__WHAT THE EXERCISE ASKS__
Each line from the one containing "Spot the wooden post" to the end of the entries is to be repeated exactly, and no other line.

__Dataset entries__
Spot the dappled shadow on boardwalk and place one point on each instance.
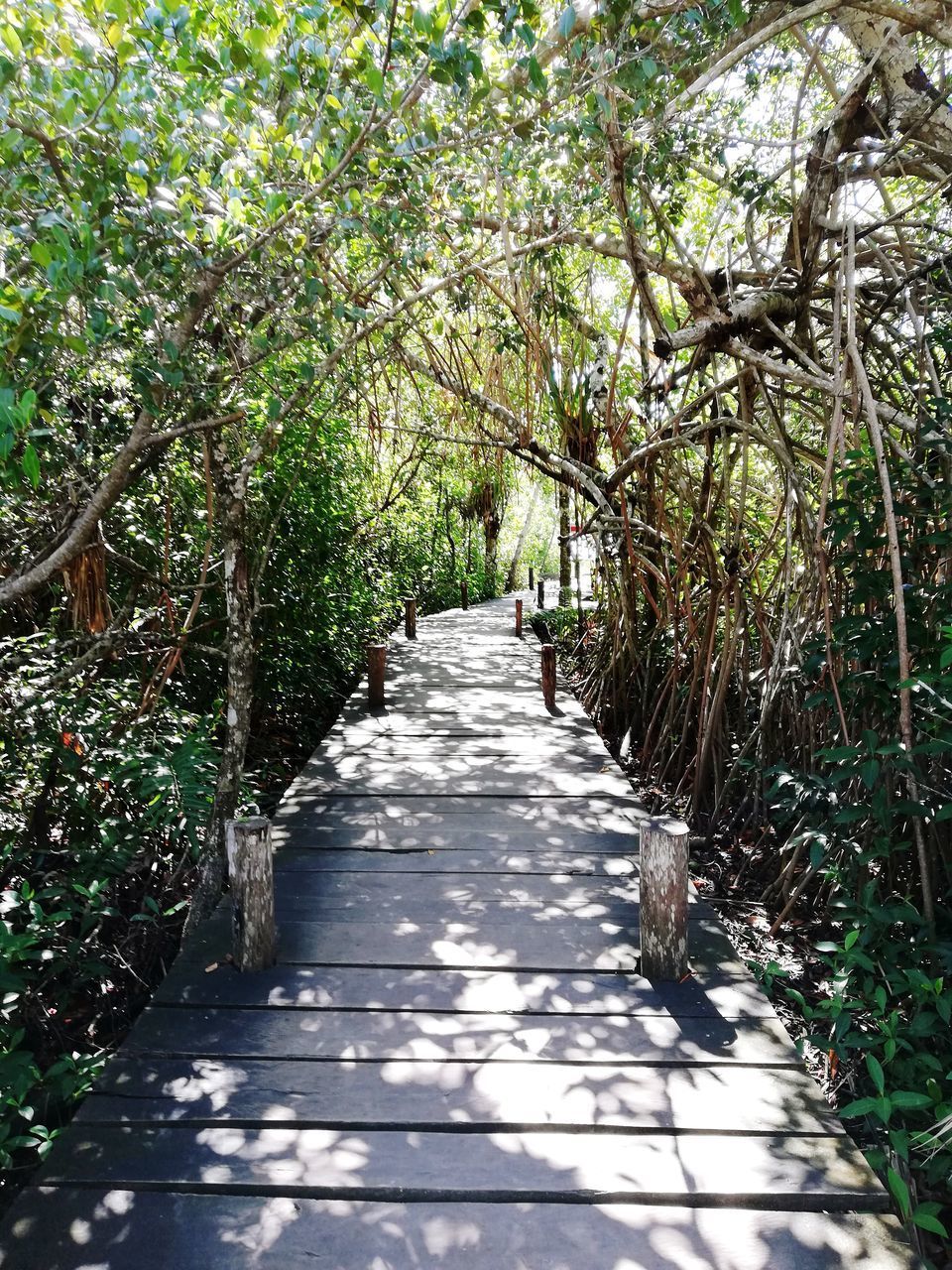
(121, 1229)
(456, 1062)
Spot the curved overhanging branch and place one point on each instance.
(560, 467)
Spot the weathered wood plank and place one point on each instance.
(556, 945)
(580, 813)
(414, 1093)
(376, 1034)
(456, 1015)
(117, 1228)
(805, 1173)
(304, 828)
(407, 853)
(467, 991)
(460, 775)
(304, 898)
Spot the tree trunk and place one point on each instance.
(565, 564)
(512, 578)
(232, 526)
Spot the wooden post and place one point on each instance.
(376, 667)
(664, 898)
(548, 674)
(248, 846)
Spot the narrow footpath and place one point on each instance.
(454, 1062)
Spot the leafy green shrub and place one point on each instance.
(100, 828)
(883, 1012)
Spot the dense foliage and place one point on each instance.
(303, 309)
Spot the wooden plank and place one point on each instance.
(521, 743)
(411, 1093)
(569, 892)
(468, 991)
(557, 945)
(66, 1228)
(460, 775)
(307, 898)
(465, 894)
(400, 722)
(583, 815)
(407, 853)
(313, 829)
(375, 1034)
(803, 1173)
(462, 698)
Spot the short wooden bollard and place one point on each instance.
(248, 846)
(376, 668)
(548, 676)
(664, 898)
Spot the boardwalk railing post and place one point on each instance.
(664, 898)
(376, 666)
(548, 676)
(248, 844)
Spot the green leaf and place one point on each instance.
(12, 40)
(31, 465)
(909, 1098)
(876, 1075)
(927, 1222)
(900, 1192)
(862, 1106)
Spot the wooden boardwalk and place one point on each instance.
(454, 1062)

__COMPLETED TASK__
Spot the wooden post and place one point on each instance.
(376, 667)
(664, 898)
(548, 674)
(248, 846)
Spot the narrow footpath and place one point on each instance.
(454, 1062)
Spot the leafy green shrub and place one point on each instance.
(100, 828)
(883, 1012)
Spot the dense foliage and place one point on each instance.
(303, 309)
Spot the wooden plank and place one point on each instance.
(521, 743)
(411, 1093)
(569, 892)
(468, 991)
(557, 945)
(66, 1228)
(460, 775)
(307, 898)
(465, 894)
(400, 722)
(583, 815)
(407, 853)
(313, 829)
(375, 1034)
(803, 1173)
(462, 698)
Spot the short wooden bollard and place one point on each instance.
(248, 846)
(376, 668)
(548, 676)
(664, 898)
Spot the boardwalk railing post and place one point on each instance.
(664, 898)
(376, 666)
(548, 676)
(248, 844)
Spot the green leaf and place one point on each instance.
(12, 40)
(31, 465)
(909, 1098)
(876, 1075)
(927, 1222)
(900, 1192)
(862, 1106)
Spot the wooden boardwalk and place one point on each instance.
(454, 1062)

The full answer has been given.